Object position labeling listing
• • • • • • •

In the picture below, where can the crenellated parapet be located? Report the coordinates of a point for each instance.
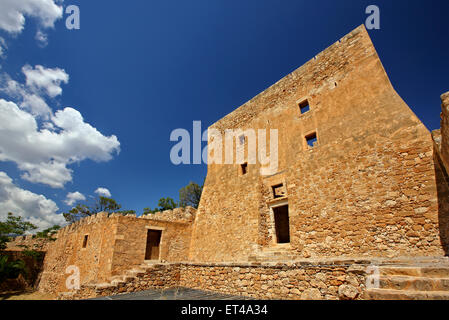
(180, 215)
(184, 215)
(445, 130)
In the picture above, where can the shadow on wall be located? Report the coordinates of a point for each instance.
(442, 180)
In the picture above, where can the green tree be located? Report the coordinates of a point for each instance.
(102, 204)
(48, 233)
(163, 205)
(11, 269)
(190, 195)
(13, 226)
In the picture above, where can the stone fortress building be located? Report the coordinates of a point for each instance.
(361, 182)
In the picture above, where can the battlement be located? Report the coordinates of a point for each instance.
(28, 242)
(177, 215)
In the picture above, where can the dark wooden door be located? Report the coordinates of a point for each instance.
(153, 244)
(282, 224)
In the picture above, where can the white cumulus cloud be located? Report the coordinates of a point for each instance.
(103, 192)
(44, 152)
(40, 82)
(13, 13)
(34, 208)
(73, 197)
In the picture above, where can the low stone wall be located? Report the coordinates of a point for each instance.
(445, 130)
(28, 243)
(162, 276)
(31, 279)
(331, 280)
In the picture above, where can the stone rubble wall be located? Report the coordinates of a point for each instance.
(368, 187)
(28, 243)
(445, 130)
(292, 281)
(186, 214)
(115, 243)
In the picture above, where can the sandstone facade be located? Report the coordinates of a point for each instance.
(367, 188)
(102, 246)
(374, 185)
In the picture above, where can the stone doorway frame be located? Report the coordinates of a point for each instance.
(154, 228)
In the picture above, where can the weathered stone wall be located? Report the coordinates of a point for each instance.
(130, 244)
(367, 189)
(158, 277)
(445, 130)
(115, 244)
(94, 262)
(28, 242)
(307, 281)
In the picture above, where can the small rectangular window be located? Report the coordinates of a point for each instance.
(244, 169)
(242, 139)
(304, 107)
(279, 191)
(312, 140)
(86, 237)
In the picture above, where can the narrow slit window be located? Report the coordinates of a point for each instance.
(242, 139)
(312, 140)
(304, 107)
(279, 191)
(86, 237)
(244, 169)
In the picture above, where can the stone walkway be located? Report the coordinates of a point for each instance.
(173, 294)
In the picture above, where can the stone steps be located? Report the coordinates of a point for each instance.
(417, 279)
(409, 283)
(389, 294)
(416, 271)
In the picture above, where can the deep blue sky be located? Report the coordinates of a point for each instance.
(140, 69)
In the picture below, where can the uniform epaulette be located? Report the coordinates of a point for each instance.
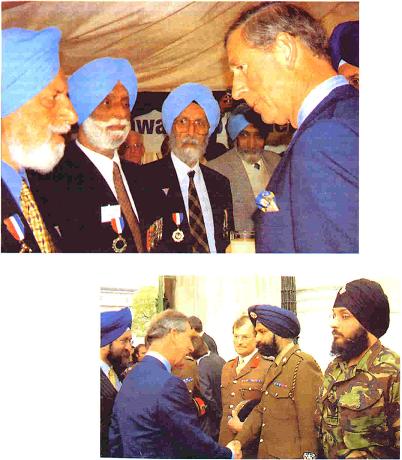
(268, 358)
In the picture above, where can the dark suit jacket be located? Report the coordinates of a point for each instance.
(211, 344)
(210, 371)
(74, 194)
(8, 208)
(153, 417)
(316, 183)
(162, 175)
(108, 395)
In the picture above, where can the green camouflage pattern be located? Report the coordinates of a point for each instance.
(358, 407)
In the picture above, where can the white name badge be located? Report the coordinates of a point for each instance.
(110, 212)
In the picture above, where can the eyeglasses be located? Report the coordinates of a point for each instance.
(182, 125)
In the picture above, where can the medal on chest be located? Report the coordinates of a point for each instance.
(119, 244)
(17, 230)
(177, 235)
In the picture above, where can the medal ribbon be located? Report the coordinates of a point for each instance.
(15, 227)
(118, 224)
(177, 218)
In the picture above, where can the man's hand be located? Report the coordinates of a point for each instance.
(235, 447)
(234, 423)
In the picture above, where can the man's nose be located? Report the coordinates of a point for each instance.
(67, 111)
(239, 86)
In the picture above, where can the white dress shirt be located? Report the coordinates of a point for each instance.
(105, 166)
(182, 171)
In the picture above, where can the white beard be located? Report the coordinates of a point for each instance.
(42, 158)
(99, 136)
(189, 154)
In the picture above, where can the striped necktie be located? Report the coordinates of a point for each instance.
(112, 377)
(128, 212)
(32, 215)
(196, 220)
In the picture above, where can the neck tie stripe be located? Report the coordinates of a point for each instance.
(196, 220)
(33, 217)
(127, 210)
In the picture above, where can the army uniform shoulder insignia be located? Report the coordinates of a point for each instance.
(268, 358)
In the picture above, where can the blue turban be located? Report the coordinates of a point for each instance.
(92, 82)
(114, 324)
(30, 61)
(344, 44)
(182, 97)
(278, 320)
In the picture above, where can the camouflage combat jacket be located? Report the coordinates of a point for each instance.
(358, 407)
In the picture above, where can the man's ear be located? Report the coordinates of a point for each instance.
(286, 49)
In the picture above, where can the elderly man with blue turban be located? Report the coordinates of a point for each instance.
(344, 50)
(198, 201)
(115, 351)
(284, 419)
(104, 205)
(35, 112)
(247, 165)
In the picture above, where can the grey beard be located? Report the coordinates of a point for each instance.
(189, 154)
(250, 156)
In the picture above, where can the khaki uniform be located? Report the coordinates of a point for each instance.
(187, 370)
(359, 406)
(240, 387)
(284, 420)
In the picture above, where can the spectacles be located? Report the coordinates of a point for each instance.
(182, 125)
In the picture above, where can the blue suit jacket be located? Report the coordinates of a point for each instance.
(153, 417)
(316, 183)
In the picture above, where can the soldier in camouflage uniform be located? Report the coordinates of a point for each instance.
(358, 408)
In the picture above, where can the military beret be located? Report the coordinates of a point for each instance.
(366, 301)
(278, 320)
(344, 44)
(114, 324)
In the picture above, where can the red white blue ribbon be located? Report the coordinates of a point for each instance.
(177, 218)
(118, 224)
(15, 227)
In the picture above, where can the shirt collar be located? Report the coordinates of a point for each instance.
(283, 353)
(99, 157)
(318, 94)
(247, 358)
(182, 169)
(13, 179)
(160, 358)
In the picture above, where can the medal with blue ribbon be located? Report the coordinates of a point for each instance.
(119, 243)
(16, 228)
(177, 235)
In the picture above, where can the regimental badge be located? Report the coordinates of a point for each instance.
(17, 230)
(119, 244)
(266, 201)
(177, 235)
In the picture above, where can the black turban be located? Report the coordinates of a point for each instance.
(366, 301)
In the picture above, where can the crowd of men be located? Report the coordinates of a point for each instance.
(307, 199)
(181, 400)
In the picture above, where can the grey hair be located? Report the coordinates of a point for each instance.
(163, 323)
(261, 25)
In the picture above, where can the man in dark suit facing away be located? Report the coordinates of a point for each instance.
(153, 415)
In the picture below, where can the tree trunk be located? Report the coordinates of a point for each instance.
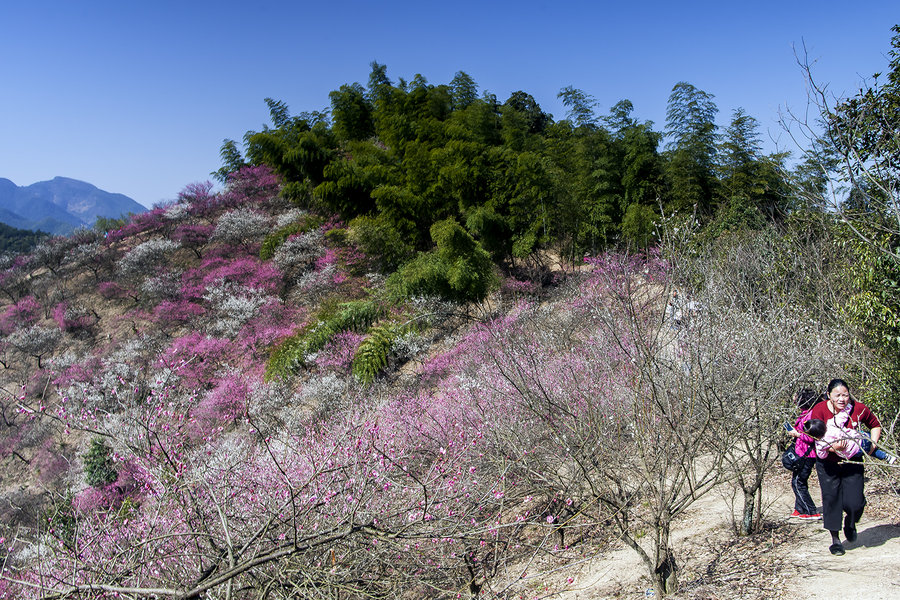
(748, 518)
(665, 576)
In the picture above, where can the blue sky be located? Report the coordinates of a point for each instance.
(137, 97)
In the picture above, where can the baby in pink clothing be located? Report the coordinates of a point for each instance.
(827, 434)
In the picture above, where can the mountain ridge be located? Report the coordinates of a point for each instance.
(60, 205)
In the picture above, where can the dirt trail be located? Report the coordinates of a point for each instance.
(796, 552)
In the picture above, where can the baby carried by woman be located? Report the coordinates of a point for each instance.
(856, 443)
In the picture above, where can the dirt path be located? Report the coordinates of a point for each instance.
(791, 560)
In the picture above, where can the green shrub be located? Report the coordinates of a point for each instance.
(99, 469)
(381, 242)
(290, 356)
(374, 351)
(459, 269)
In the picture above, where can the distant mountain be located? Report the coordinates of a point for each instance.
(60, 206)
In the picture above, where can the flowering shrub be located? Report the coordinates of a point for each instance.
(24, 312)
(72, 319)
(110, 290)
(196, 358)
(177, 312)
(233, 305)
(220, 405)
(193, 236)
(146, 258)
(242, 226)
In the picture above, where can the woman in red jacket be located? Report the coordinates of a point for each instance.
(841, 480)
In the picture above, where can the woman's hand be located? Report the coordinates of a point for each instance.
(838, 446)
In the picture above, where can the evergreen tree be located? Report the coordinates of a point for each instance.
(693, 136)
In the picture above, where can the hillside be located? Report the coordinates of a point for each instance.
(60, 206)
(228, 385)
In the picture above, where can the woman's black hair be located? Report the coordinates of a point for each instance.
(807, 398)
(814, 428)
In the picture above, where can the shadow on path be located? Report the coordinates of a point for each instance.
(875, 536)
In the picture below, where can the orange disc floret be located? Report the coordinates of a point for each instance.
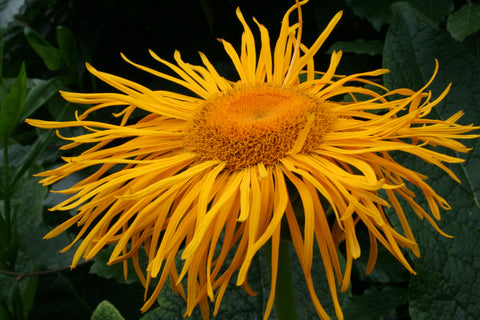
(257, 124)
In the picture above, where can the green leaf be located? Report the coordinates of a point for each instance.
(40, 93)
(28, 294)
(68, 46)
(436, 10)
(359, 46)
(8, 11)
(375, 11)
(448, 272)
(375, 304)
(17, 303)
(12, 107)
(464, 21)
(378, 13)
(106, 311)
(51, 56)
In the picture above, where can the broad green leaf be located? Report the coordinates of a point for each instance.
(436, 10)
(379, 12)
(464, 21)
(106, 311)
(375, 11)
(359, 46)
(39, 94)
(68, 46)
(12, 107)
(28, 294)
(8, 10)
(51, 56)
(375, 304)
(448, 272)
(17, 303)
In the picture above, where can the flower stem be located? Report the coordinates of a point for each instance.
(285, 303)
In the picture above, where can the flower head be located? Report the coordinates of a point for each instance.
(213, 173)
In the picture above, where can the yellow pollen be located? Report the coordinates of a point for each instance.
(257, 125)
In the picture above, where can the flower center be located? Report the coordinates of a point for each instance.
(259, 124)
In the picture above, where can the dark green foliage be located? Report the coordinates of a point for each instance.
(44, 46)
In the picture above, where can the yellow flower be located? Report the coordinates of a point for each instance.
(216, 172)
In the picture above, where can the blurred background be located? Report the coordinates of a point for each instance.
(44, 47)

• • • • • • •

:: What is being asked ::
Copy the lines of the listing word for word, beginning at the line that contains "In the picture above, where can the yellow pollen" and stopping after the last line of the listing.

:: Written response ::
In the picture above, where can the yellow pollen be located? Report the coordinates of a point for each instance.
(257, 125)
In the picture above, where can the flower center be located? Report the coordinates of a point for each instance.
(259, 124)
In the picture above, where can the dark green foliage be located? Report the coordinates of a point for each instance.
(44, 46)
In the picture above, where can the yellow flower be located? Report the coordinates of a point for each instance.
(216, 172)
In the picture above, where can the blurred background be located? Report the coordinates of a point for each instance.
(44, 47)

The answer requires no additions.